::: RECORDS FOR PROCESSING :::

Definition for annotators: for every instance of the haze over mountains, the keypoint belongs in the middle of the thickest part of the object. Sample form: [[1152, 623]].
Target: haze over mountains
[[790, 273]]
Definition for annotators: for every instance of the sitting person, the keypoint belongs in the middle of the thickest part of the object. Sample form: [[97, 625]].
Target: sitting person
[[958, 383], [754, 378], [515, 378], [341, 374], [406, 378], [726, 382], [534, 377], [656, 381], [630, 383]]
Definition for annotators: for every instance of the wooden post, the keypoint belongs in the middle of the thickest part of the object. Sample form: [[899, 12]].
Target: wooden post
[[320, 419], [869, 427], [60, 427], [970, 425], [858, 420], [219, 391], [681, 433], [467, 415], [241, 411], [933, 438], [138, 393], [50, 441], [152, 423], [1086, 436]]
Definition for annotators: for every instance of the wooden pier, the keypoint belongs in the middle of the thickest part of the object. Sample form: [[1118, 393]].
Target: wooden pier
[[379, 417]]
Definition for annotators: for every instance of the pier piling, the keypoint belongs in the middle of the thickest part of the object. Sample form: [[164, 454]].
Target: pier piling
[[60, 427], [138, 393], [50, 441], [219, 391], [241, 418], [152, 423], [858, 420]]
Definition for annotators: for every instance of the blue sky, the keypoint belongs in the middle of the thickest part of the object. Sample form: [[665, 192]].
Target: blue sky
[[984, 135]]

:::

WHAT IS EXPECTED: Copy out the lines above that hold the string "middle".

ANSWER TO THIS EXERCISE:
Definition for annotators: for every instance of the haze over mountains, the keypoint belongs in the middle of the thickest part of the object. Sample form: [[1152, 623]].
Definition for annotators: for every instance of the sitting person, the keypoint belongs in the middle of the thickest part of the object. Sample form: [[97, 625]].
Definition for annotators: for every instance of the wooden post, the keypoint belongs in the middle of the thickest part of the object. Sample form: [[899, 12]].
Definition for annotators: for every instance of the wooden pier, the keypoint belongs in the middle of the thickest part of the object. Sample form: [[1118, 393]].
Definition for annotators: for every instance of the pier piling, the keypoint belongs in the middle of the thickest part of the object. Sample form: [[164, 454]].
Definition for annotators: for every instance of the blue sky, the keypoint belongs in the middle of the thickest part of the object. Sample form: [[665, 192]].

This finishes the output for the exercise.